Albritton told her that the abuse he suffered, and the assumptions from adults — including her — that he would end up dead or in jail, made him feel destined to be a criminal. She asked him what would’ve happened if she had tried to help him, and he said it would’ve changed his life. “I realized we created him,” Purvis said. “So in that conversation, I wound up apologizing to him.”

Although New York City’s seen a significant decline in gun violence and homicide since Purvis’s childhood in Tompkins, two-thirds of the city’s shootings still occur in Brooklyn and the Bronx, specifically in neighborhoods where most residents are Black or Latinx. In 2021, Black men aged 18 to 24 were 88 times more likely to be shot in New York City than white men, echoing the disproportionate impact of gun violence on people of color nationwide.

_ENTRIES SHOWN_

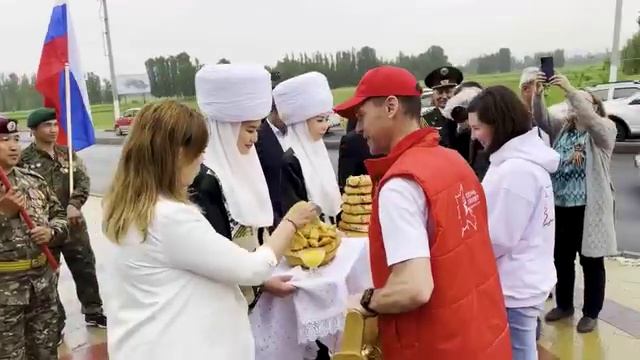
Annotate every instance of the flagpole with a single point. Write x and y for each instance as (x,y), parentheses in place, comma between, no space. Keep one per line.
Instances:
(67,95)
(615,49)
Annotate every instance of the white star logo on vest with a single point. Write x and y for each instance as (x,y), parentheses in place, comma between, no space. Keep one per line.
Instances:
(466,202)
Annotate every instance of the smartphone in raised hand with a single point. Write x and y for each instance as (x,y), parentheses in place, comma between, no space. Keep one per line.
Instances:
(546,66)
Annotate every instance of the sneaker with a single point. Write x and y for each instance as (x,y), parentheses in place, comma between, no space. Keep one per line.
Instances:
(586,324)
(96,320)
(558,314)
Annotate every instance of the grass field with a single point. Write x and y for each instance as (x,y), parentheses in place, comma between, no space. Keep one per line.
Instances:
(580,76)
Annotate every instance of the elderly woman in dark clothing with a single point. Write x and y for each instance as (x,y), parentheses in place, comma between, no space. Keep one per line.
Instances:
(584,197)
(352,154)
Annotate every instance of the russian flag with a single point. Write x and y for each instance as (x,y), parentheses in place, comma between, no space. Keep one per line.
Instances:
(60,48)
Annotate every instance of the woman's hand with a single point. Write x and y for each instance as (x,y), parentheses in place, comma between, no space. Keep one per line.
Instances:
(302,213)
(538,83)
(563,83)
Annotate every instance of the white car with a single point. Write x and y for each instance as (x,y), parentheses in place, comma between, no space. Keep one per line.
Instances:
(626,114)
(616,90)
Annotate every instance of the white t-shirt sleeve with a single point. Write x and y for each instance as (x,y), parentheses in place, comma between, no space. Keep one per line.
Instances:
(403,216)
(191,244)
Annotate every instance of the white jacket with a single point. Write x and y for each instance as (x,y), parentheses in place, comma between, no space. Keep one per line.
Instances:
(177,294)
(522,218)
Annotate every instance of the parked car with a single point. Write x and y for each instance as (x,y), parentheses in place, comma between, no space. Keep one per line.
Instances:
(615,90)
(427,101)
(625,113)
(123,123)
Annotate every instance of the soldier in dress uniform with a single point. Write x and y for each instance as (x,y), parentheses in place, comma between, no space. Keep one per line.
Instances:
(443,82)
(28,294)
(51,161)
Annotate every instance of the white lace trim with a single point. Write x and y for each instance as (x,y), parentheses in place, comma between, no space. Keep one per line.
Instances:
(314,330)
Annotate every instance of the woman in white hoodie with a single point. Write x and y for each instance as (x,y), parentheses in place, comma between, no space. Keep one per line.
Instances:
(521,209)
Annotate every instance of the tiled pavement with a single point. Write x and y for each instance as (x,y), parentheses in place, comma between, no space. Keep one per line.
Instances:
(617,337)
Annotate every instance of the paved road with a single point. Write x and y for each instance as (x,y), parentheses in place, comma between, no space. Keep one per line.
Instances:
(102,160)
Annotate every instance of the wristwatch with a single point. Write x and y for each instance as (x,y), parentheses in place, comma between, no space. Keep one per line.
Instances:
(365,300)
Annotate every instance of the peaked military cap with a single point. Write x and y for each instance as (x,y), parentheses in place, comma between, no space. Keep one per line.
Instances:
(446,76)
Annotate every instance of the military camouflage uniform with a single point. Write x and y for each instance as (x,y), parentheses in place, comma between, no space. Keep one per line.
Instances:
(77,252)
(28,299)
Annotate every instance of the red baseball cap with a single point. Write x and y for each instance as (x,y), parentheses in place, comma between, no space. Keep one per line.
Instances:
(381,81)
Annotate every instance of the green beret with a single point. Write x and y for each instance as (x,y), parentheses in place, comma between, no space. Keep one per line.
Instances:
(39,116)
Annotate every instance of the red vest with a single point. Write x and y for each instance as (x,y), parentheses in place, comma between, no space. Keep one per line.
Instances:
(465,317)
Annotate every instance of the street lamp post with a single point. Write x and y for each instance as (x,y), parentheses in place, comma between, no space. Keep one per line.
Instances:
(112,69)
(615,49)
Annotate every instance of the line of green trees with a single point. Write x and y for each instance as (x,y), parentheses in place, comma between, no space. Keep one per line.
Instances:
(173,76)
(18,92)
(503,62)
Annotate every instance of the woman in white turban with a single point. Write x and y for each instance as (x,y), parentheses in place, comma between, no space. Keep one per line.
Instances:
(231,187)
(305,104)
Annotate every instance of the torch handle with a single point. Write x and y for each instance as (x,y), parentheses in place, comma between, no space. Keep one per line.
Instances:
(27,219)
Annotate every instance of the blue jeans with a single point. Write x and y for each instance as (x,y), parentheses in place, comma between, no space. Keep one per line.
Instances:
(523,323)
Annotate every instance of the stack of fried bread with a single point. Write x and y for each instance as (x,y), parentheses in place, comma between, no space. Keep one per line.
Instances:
(356,206)
(312,242)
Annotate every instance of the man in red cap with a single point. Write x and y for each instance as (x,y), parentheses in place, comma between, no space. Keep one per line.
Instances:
(437,291)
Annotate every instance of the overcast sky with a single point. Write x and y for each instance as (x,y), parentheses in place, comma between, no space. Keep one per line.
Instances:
(263,31)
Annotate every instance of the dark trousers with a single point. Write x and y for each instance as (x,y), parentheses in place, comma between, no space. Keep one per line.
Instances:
(81,261)
(569,228)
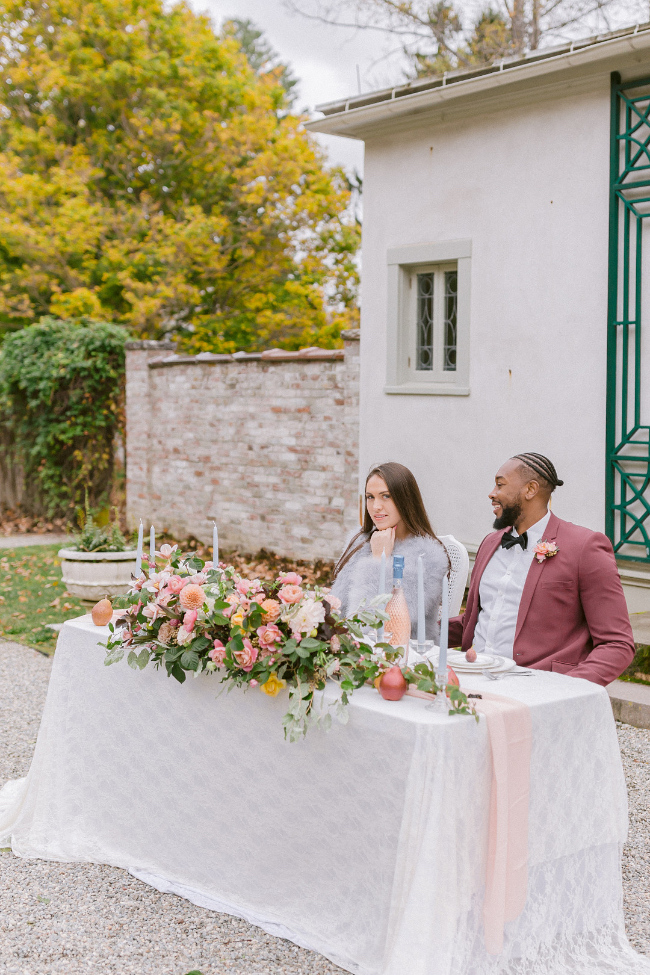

_PROBLEMS TO SOLVE_
A. In the text on Purvis and gun violence in New York City, why did Purvis end up apologizing to Albritton? Answer in one to three sentences.
B. Write the next part of the text on Purvis and gun violence in New York City, starting after its final sentence.

_ANSWERS TO THE PROBLEMS_
A. Albritton told her that the abuse he suffered and adults' assumptions, hers included, that he would end up dead or in jail made him feel destined to be a criminal, and that her help would have changed his life. That made Purvis realize "we created him," so she apologized.

B.
“We created him with this system in place,” Purvis said of Albritton. Now, from both sides of gun violence, she could confront the lack of resources in communities like her own. One of her latest events was “bringing back the old school games” for all the teenagers in the neighborhood: double Dutch, freeze tag, obstacle courses and more, to continue building trust between Bed-Stuy residents and the police. It was held at St. Andrews park, where just two years ago Purvis was honored as a “Community Hero” with a larger-than-life-size portrait hanging on a chain-link fence for more than a year. 

Shneaqua Purvis shows the tattoos on her left arm, including one depicting the intersection of Tompkins and Myrtle Avenues. Joel Arbaje for The Trace

Purvis’s program “honed skills I didn’t even know I had,” said an active gang member, who was granted anonymity because of his street affiliation. Through Project Restore Bed-Stuy, which enrolls gang-affiliated young men into a one-year program that offers them employment, education, and workshops to improve their life skills, he was able to complete an internship with Columbia University, which hired him full-time as an outreach coordinator. 


On the last Sunday in July, protesters marched through the streets, holding signs that read “No More Guns” and “Use Your Brain, Violence Is Insane.” It’s a day Purvis has been working towards for months — the 2nd Annual Anti-Gun Violence Rally in Brooklyn — and she leads the procession of dozens into Bed-Stuy’s Herbert Von King Park. There’s food, music, and, most importantly, resources.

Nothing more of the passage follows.